# EXTRAIT RETENU
%%

1-Plaidoyer contre une généralisation de la responsabilité du fait d’autrui
Exclusion jurisprudentielle
- Extension de l’interprétation des cas légaux : fin de non-recevoir. nonobstant le refus pur et simple de consacrer un principe de responsabilité générale, certains juges se sont avérés si restrictifs dans leur interprétation de l’article 1384 qu’ils en sont venus à refuser d’étendre les cas spéciaux prévus aux alinéas suivants. Ainsi l’alinéa 4 dudit article avait par exemple été refusé à d’autres personnes que les père et mère rappelle C.Radé, exemples à l’appui (Cass.req, 22 juill.1981 – CA Dijon, 18 nov.1932 – T.Fontainebleau, 9 déc.1932), qu’il s’agisse d’institutions spécialisées dans la garde l’enfant (Cass.2ème civ.,15 fév.1956), du tuteur (Cass.civ.22 juillet 1892), des grands parents ou des oncles et tantes (Cass.civ, 9 déc.1954 – CA Nîmes 3 janv.1910).

%%

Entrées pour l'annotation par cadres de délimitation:
%%

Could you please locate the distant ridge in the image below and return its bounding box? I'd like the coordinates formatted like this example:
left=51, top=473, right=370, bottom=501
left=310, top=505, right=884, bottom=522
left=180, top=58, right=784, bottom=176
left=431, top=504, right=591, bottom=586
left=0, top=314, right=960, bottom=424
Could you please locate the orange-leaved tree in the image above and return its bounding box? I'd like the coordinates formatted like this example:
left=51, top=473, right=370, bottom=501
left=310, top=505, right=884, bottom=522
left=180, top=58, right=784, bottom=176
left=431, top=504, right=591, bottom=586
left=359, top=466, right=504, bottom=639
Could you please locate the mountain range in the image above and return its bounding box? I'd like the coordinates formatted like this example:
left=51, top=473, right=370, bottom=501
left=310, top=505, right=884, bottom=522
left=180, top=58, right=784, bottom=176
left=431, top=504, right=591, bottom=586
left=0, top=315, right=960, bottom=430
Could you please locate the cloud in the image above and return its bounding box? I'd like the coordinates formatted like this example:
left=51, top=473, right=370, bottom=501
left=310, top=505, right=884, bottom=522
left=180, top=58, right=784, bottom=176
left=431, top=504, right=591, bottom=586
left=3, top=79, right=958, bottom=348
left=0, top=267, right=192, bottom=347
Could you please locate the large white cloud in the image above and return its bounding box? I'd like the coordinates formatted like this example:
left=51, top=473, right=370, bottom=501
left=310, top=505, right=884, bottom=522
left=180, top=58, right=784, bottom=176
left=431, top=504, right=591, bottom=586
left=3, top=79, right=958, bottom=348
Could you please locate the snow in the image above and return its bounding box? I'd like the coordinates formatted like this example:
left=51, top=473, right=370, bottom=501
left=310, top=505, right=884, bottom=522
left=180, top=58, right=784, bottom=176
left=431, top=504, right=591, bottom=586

%%

# CONSIGNE
Pouvez-vous extraire du texte sur la responsabilité du fait d'autrui le passage qui va de « 1-Plaidoyer contre une » jusqu'à « Nîmes 3 janv.1910). » inclus ?

# RÉPONSE ATTENDUE
1-Plaidoyer contre une généralisation de la responsabilité du fait d’autrui
Exclusion jurisprudentielle
- Extension de l’interprétation des cas légaux : fin de non-recevoir. nonobstant le refus pur et simple de consacrer un principe de responsabilité générale, certains juges se sont avérés si restrictifs dans leur interprétation de l’article 1384 qu’ils en sont venus à refuser d’étendre les cas spéciaux prévus aux alinéas suivants. Ainsi l’alinéa 4 dudit article avait par exemple été refusé à d’autres personnes que les père et mère rappelle C.Radé, exemples à l’appui (Cass.req, 22 juill.1981 – CA Dijon, 18 nov.1932 – T.Fontainebleau, 9 déc.1932), qu’il s’agisse d’institutions spécialisées dans la garde l’enfant (Cass.2ème civ.,15 fév.1956), du tuteur (Cass.civ.22 juillet 1892), des grands parents ou des oncles et tantes (Cass.civ, 9 déc.1954 – CA Nîmes 3 janv.1910).